Listed records -
········

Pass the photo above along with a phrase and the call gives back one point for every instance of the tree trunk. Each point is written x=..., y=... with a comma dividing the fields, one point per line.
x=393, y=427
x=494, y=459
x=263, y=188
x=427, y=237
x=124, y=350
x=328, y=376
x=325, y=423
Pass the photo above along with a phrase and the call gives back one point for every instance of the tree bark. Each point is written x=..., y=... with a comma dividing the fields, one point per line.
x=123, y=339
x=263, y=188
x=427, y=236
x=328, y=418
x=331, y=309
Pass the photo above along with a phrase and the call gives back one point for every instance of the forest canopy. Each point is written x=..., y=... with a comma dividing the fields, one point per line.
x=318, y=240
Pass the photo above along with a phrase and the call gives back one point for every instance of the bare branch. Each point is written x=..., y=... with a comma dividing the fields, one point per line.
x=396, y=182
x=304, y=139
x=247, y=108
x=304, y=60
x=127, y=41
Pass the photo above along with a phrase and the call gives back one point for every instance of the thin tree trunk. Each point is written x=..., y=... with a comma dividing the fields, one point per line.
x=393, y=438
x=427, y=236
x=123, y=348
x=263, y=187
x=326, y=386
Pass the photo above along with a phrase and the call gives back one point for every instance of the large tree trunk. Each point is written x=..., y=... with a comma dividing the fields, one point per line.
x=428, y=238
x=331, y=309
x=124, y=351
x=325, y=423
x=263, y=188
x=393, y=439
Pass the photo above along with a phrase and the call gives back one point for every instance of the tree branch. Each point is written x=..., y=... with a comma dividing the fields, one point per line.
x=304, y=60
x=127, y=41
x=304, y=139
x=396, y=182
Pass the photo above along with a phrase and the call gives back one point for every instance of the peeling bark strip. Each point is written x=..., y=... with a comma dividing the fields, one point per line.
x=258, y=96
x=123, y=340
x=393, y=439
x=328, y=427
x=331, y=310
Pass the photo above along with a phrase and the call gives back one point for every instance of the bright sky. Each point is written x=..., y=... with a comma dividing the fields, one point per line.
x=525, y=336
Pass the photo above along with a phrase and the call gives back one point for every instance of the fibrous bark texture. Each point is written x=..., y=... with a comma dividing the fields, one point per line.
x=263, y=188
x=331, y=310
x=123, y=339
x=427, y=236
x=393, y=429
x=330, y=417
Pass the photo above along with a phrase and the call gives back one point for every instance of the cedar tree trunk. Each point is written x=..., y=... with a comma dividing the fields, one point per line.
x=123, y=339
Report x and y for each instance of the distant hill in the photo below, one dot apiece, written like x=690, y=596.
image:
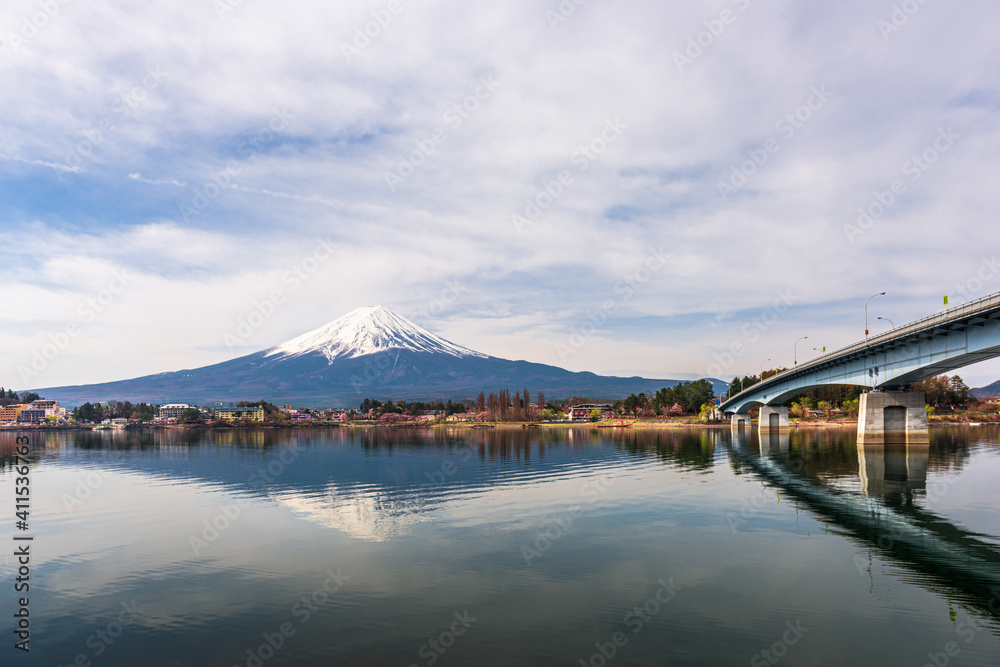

········

Written exercise -
Please copy all of the records above word for word, and leave out the picture.

Response to this exercise -
Pass the photo above along with a phrase and the call gives back one point for every instance of the tree trunk. Each point is written x=..., y=... with a comma dividing the fields, one point per line.
x=393, y=427
x=494, y=459
x=263, y=188
x=427, y=237
x=124, y=350
x=328, y=376
x=325, y=423
Pass the photo above along with a phrase and the call gives back one point for every instance of the tree bark. Each point is written x=..., y=... with a comma dividing the fields, one point per line.
x=123, y=339
x=263, y=188
x=427, y=236
x=328, y=418
x=331, y=309
Pass the photo above along with a phrase and the call gives back one point for every instance of the forest canopy. Each point is written x=..., y=... with a comma dividing the fields, one point per line.
x=318, y=240
Pass the photo above along with a phrase and the call gives back one point for every instance of the bare branch. Each point is written x=..., y=... with a comma dividing the fields, one point per line.
x=396, y=182
x=304, y=139
x=247, y=108
x=304, y=60
x=127, y=41
Pass the photo above along with a phrase and the call gives back one point for every instance of the thin tree trunk. Each point is written x=..., y=... with a comma dividing the fields, one point per line.
x=393, y=438
x=427, y=236
x=123, y=348
x=263, y=187
x=326, y=386
Pass the photo above along with a phrase and the call gives back one point for every instance of the large tree trunk. Each point is written x=..., y=... with a comma dividing the fields, one point per line.
x=428, y=238
x=331, y=309
x=124, y=351
x=325, y=423
x=263, y=188
x=393, y=439
Pass the photo above along with a phrase and the call gives back one point for every instance of the tree branch. Each point is written x=..., y=... with a comma dividing the fields, one point per line.
x=304, y=60
x=127, y=41
x=304, y=139
x=396, y=182
Pass the photo above along with a phrase and the call gives back one point for every instance of the peeling bark strip. Each point is written x=..., y=... with a comma dividing the fields, one point per line.
x=258, y=96
x=123, y=340
x=393, y=439
x=328, y=427
x=331, y=310
Pass the photo above along with a phrase and the call gives back one point for every instance of the bright sky. Each point is written x=..., y=... with a comma dividing the fields, one point per line.
x=525, y=336
Pass the photo above along with a phrase and the call gives back one point for every instance of the fibrous bark texture. Each point is written x=..., y=... with a comma dividing the fields, one point per line.
x=263, y=188
x=331, y=310
x=123, y=339
x=427, y=236
x=393, y=429
x=330, y=417
Pass the photo above along with a phrase and the call gives back one point for every instance of the cedar tree trunk. Each point is written x=..., y=... with a comma dividing the fields, one point per line.
x=123, y=339
Report x and y for each instance of the distant hill in the photo below, one dot apiece, written like x=690, y=596.
image:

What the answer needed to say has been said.